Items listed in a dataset
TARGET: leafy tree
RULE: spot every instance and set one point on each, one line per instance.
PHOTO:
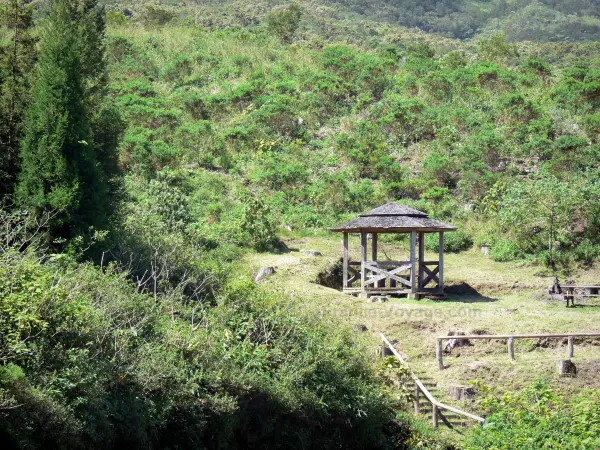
(17, 59)
(284, 22)
(59, 167)
(546, 205)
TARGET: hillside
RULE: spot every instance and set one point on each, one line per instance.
(154, 155)
(524, 20)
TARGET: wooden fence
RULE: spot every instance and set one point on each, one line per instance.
(510, 340)
(420, 388)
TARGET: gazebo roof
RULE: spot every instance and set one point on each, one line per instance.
(393, 218)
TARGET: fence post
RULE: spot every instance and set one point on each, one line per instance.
(416, 403)
(570, 347)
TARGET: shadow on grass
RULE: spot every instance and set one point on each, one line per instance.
(465, 293)
(282, 248)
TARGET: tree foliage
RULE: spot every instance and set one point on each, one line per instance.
(59, 166)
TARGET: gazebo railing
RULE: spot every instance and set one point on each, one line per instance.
(381, 274)
(394, 275)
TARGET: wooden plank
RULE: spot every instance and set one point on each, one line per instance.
(432, 277)
(422, 266)
(417, 405)
(377, 290)
(346, 257)
(426, 392)
(388, 274)
(521, 336)
(581, 286)
(439, 355)
(511, 348)
(387, 263)
(413, 274)
(441, 264)
(571, 347)
(363, 259)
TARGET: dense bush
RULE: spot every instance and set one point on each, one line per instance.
(538, 417)
(92, 360)
(454, 242)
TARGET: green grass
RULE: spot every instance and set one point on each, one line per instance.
(511, 301)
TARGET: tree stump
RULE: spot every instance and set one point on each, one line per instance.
(456, 342)
(566, 368)
(314, 253)
(263, 273)
(462, 393)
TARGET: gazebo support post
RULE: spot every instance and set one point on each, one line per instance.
(441, 263)
(374, 240)
(413, 265)
(346, 262)
(363, 261)
(421, 259)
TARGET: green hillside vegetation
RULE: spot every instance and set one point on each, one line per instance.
(156, 154)
(316, 135)
(522, 20)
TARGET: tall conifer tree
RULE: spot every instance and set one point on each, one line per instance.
(59, 167)
(17, 60)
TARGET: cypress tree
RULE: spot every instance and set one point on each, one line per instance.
(59, 167)
(17, 60)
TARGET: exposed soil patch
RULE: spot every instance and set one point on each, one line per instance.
(332, 276)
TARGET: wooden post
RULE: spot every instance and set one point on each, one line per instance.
(363, 261)
(413, 266)
(416, 403)
(511, 348)
(439, 354)
(374, 237)
(346, 261)
(441, 263)
(571, 347)
(421, 259)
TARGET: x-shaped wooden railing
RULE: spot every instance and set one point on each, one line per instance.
(381, 274)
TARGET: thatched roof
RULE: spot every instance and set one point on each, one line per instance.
(393, 218)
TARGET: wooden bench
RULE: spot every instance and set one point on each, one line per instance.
(579, 290)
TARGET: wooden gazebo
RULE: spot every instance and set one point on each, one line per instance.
(389, 277)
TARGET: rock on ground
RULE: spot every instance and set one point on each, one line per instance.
(263, 273)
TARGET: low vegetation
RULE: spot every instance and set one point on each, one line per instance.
(147, 150)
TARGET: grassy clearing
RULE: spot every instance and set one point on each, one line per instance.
(509, 299)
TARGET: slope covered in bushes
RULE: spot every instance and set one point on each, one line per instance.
(499, 143)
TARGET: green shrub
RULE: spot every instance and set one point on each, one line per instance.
(454, 242)
(505, 251)
(538, 417)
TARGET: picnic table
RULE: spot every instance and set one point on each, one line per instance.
(579, 290)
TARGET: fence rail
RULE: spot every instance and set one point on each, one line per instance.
(510, 341)
(420, 387)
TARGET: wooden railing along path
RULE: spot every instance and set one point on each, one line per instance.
(510, 340)
(420, 388)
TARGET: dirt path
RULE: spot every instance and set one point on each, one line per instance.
(486, 297)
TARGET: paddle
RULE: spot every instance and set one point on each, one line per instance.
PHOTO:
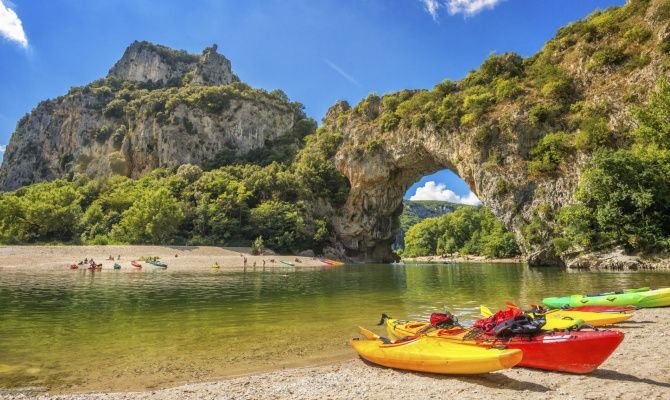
(485, 311)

* Work task:
The answer should be one number: how many lines of the data above contain "railing".

* Reply to the exercise:
3